> [Données]:
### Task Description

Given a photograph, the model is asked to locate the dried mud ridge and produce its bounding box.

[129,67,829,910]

==

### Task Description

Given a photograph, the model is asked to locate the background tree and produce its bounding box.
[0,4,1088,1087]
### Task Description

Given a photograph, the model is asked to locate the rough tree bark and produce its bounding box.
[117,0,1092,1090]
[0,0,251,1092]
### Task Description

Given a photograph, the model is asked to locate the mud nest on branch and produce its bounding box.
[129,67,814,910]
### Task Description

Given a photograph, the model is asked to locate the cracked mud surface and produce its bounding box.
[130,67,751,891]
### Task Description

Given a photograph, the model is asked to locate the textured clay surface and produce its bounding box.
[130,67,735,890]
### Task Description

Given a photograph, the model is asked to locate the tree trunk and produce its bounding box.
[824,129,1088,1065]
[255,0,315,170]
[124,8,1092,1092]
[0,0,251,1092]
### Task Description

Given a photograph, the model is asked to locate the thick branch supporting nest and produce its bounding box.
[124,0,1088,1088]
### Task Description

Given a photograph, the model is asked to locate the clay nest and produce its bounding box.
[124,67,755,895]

> [Consigne]: Repérez dans la liste ci-dessus chaque ligne où figure le mot « nest » et recopiez-la. La casse compte.

> [Résultat]:
Given a photograph, the model is asked to locate the mud nest on branch and produce its bounding box.
Given a photograph, the model is asked to locate the thick branch supporting nest and produce its bounding box.
Given a photograph, the model is asked to locate the clay nest and produce its bounding box.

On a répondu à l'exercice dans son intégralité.